- [DATA PROVIDED]:

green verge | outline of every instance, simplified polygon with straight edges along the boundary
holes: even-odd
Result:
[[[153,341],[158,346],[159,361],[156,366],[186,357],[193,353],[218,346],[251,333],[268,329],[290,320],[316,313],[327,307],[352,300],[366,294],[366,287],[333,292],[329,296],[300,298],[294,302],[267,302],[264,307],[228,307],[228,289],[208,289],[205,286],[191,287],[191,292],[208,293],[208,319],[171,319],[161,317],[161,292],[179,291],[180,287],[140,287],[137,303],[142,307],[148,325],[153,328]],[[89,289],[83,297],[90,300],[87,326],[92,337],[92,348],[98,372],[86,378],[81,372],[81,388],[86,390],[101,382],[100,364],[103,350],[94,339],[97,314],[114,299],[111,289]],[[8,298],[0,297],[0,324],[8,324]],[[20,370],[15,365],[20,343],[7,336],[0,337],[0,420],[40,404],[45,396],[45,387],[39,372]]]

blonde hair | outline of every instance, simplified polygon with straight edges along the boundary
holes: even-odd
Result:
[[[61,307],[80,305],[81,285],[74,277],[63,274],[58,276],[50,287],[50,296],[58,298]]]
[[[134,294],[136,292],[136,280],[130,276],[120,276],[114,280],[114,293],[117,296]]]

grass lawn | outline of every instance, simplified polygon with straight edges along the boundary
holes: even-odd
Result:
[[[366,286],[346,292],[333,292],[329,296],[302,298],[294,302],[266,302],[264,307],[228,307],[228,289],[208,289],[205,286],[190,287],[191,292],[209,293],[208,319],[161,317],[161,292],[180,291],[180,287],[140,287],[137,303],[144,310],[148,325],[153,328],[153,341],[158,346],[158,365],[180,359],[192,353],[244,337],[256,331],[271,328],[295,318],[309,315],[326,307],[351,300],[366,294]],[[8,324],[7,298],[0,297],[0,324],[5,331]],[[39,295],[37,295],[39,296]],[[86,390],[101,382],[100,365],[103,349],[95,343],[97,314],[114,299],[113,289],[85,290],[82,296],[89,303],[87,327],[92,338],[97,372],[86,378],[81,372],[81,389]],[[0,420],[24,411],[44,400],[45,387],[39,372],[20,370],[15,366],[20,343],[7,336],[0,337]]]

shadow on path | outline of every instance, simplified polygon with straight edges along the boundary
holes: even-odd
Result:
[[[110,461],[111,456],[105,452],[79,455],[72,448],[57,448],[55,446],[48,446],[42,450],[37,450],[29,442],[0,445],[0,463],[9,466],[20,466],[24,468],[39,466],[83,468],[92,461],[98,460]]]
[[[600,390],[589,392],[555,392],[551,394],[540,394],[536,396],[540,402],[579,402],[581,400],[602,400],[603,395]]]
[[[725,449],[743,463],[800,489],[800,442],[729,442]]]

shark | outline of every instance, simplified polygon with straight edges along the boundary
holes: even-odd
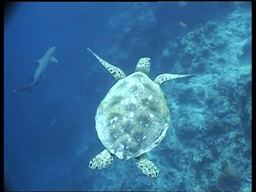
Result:
[[[36,68],[34,77],[30,78],[32,81],[32,82],[29,84],[29,85],[23,88],[14,90],[13,92],[17,92],[18,91],[28,91],[29,93],[31,93],[33,86],[35,85],[37,85],[39,79],[42,78],[42,77],[44,76],[44,73],[48,67],[49,62],[58,62],[58,60],[52,57],[52,55],[54,54],[55,49],[56,47],[51,47],[48,50],[47,50],[45,54],[41,59],[38,59],[37,61],[34,62],[37,64],[37,68]]]

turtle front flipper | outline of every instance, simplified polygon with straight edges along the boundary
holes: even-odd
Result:
[[[119,68],[103,60],[102,59],[95,54],[89,48],[87,48],[87,50],[92,53],[93,55],[94,55],[94,57],[99,60],[99,61],[100,61],[100,62],[108,70],[108,71],[114,76],[114,77],[115,77],[116,80],[119,80],[125,77],[125,74]]]
[[[143,154],[136,158],[136,164],[139,170],[149,177],[157,177],[158,170],[156,165],[148,158],[147,154]]]
[[[158,83],[161,85],[163,83],[166,81],[186,77],[193,77],[197,76],[195,74],[187,74],[187,75],[179,75],[179,74],[163,74],[159,75],[156,77],[154,81],[155,83]]]
[[[108,168],[114,160],[113,155],[107,149],[104,149],[89,162],[89,168],[102,169]]]

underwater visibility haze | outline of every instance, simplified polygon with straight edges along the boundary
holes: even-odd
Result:
[[[4,11],[5,190],[251,191],[251,2],[25,2]],[[108,123],[108,110],[96,115],[97,108],[121,81],[108,65],[125,74],[116,90],[127,91],[141,58],[151,62],[141,79],[152,80],[147,89],[162,91],[166,106],[139,92],[141,108],[154,113],[146,118],[131,107],[138,133],[124,140],[118,133],[129,123],[108,126],[124,115]],[[154,83],[167,73],[196,75]],[[123,98],[110,104],[137,103]],[[148,159],[117,158],[146,132],[162,140],[147,143]],[[116,156],[106,151],[107,167],[90,169],[102,137],[121,147],[109,150]],[[136,153],[145,147],[138,141]],[[143,172],[145,162],[157,173]]]

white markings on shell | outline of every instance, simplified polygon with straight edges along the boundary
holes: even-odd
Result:
[[[155,116],[152,114],[149,114],[149,117],[150,118],[153,118]]]
[[[110,119],[110,124],[112,124],[113,122],[116,122],[118,119],[118,117],[114,117],[113,119]]]
[[[125,98],[125,99],[124,100],[124,103],[126,105],[129,103],[129,101],[130,101],[129,98]]]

- [REQUIREMENT]:
Can you rewrite all the items above with "simplified polygon" changed to "simplified shape" and nothing else altered? Leave the pictures out of your answer.

- [TASK SOLUTION]:
green verge | outline of every instance, simplified shape with straight edges along the boundary
holes: even-odd
Result:
[[[153,341],[158,346],[159,361],[156,366],[186,357],[193,353],[218,346],[251,333],[268,329],[290,320],[316,313],[327,307],[352,300],[366,294],[366,287],[333,292],[329,296],[300,298],[294,302],[267,302],[264,307],[228,307],[228,289],[208,289],[205,286],[191,287],[191,292],[208,293],[208,319],[171,319],[161,317],[161,292],[179,291],[180,287],[140,287],[137,303],[142,307],[148,325],[153,328]],[[89,289],[83,297],[90,300],[87,326],[92,337],[92,348],[98,372],[86,378],[81,372],[81,388],[86,390],[101,382],[100,364],[103,350],[94,339],[97,314],[114,299],[111,289]],[[8,298],[0,297],[0,324],[8,324]],[[20,370],[15,365],[20,343],[7,336],[0,337],[0,420],[40,404],[45,396],[45,387],[39,372]]]

blonde hair | outline of every instance, simplified shape with straight edges along the boundary
holes: even-odd
Result:
[[[61,307],[80,305],[81,285],[74,277],[63,274],[58,276],[50,287],[50,296],[58,298]]]
[[[134,294],[136,292],[136,280],[130,276],[120,276],[114,280],[114,293],[117,296]]]

grass lawn | outline of every instance, simplified shape with straight edges along the boundary
holes: even-odd
Result:
[[[366,286],[346,292],[333,292],[329,296],[302,298],[294,302],[266,302],[264,307],[228,307],[228,289],[208,289],[205,286],[190,287],[191,292],[209,293],[208,319],[161,317],[161,292],[180,291],[180,287],[140,287],[137,303],[144,310],[148,325],[153,328],[153,341],[158,346],[158,365],[180,359],[192,353],[244,337],[256,331],[271,328],[295,318],[309,315],[326,307],[351,300],[366,294]],[[8,324],[7,298],[0,297],[0,324],[5,331]],[[39,295],[37,295],[39,296]],[[86,390],[101,382],[100,365],[103,349],[95,343],[97,314],[114,299],[113,289],[85,290],[82,296],[89,303],[87,327],[92,338],[97,372],[86,378],[81,372],[81,389]],[[0,420],[24,411],[44,400],[45,387],[39,372],[20,370],[15,366],[20,343],[7,336],[0,337]]]

shadow on path | outline of every instance, simplified shape with straight edges along the boundary
holes: even-odd
Result:
[[[110,461],[111,456],[105,452],[79,455],[72,448],[57,448],[55,446],[48,446],[42,450],[37,450],[29,442],[0,445],[0,463],[9,466],[20,466],[24,468],[39,466],[83,468],[92,461],[98,460]]]
[[[600,390],[589,392],[555,392],[551,394],[540,394],[536,396],[540,402],[579,402],[581,400],[602,400],[603,395]]]
[[[725,449],[743,463],[800,489],[800,442],[729,442]]]

shark | outline of every instance, simplified shape with straight edges along the boundary
holes: even-odd
Result:
[[[36,68],[34,77],[30,78],[32,81],[32,82],[29,84],[29,85],[23,88],[14,90],[13,92],[17,92],[18,91],[28,91],[29,93],[31,93],[33,86],[35,85],[37,85],[39,79],[42,78],[42,77],[44,76],[44,73],[48,67],[49,62],[58,62],[58,60],[52,57],[52,55],[54,54],[55,49],[56,47],[51,47],[48,50],[47,50],[45,54],[41,59],[38,59],[37,61],[34,62],[37,64],[37,68]]]

turtle front flipper | outline of every instance, simplified shape with straight edges along the boundary
holes: even-odd
Result:
[[[119,68],[103,60],[102,59],[95,54],[89,48],[87,48],[87,50],[92,53],[93,55],[94,55],[94,57],[99,60],[99,61],[100,61],[100,62],[108,70],[108,71],[114,76],[114,77],[115,77],[116,80],[119,80],[125,77],[125,74]]]
[[[143,154],[136,158],[136,164],[139,170],[149,177],[157,177],[158,170],[156,165],[148,158],[147,154]]]
[[[158,83],[161,85],[163,83],[166,81],[186,77],[193,77],[197,76],[195,74],[187,74],[187,75],[179,75],[179,74],[163,74],[159,75],[156,77],[154,81],[155,83]]]
[[[108,168],[114,160],[113,155],[107,149],[104,149],[89,162],[89,168],[102,169]]]

underwater visibility haze | outline of every instance, simplified shape with straight edges along the boundary
holes: even-odd
Result:
[[[4,11],[5,190],[251,191],[251,2],[25,2]],[[108,123],[108,110],[96,115],[97,108],[121,81],[108,65],[125,74],[116,90],[127,91],[141,58],[151,62],[141,79],[152,80],[147,89],[162,91],[166,106],[139,92],[141,108],[154,113],[146,118],[131,107],[138,133],[124,140],[118,133],[129,123],[108,126],[124,115]],[[154,83],[167,73],[196,75]],[[123,98],[110,104],[137,103]],[[148,159],[117,158],[146,132],[162,140],[147,143]],[[116,156],[106,151],[107,167],[90,169],[102,137],[121,147],[109,150]],[[136,153],[145,147],[138,141]],[[143,172],[145,162],[157,173]]]

white markings on shell | outline of every instance, simplified shape with straight edges along the boundary
holes: even-odd
Result:
[[[155,116],[152,114],[149,114],[149,117],[150,118],[153,118]]]
[[[110,119],[110,124],[112,124],[113,122],[116,122],[118,119],[118,117],[114,117],[113,119]]]
[[[125,98],[125,99],[124,100],[124,103],[126,105],[129,103],[129,101],[130,101],[129,98]]]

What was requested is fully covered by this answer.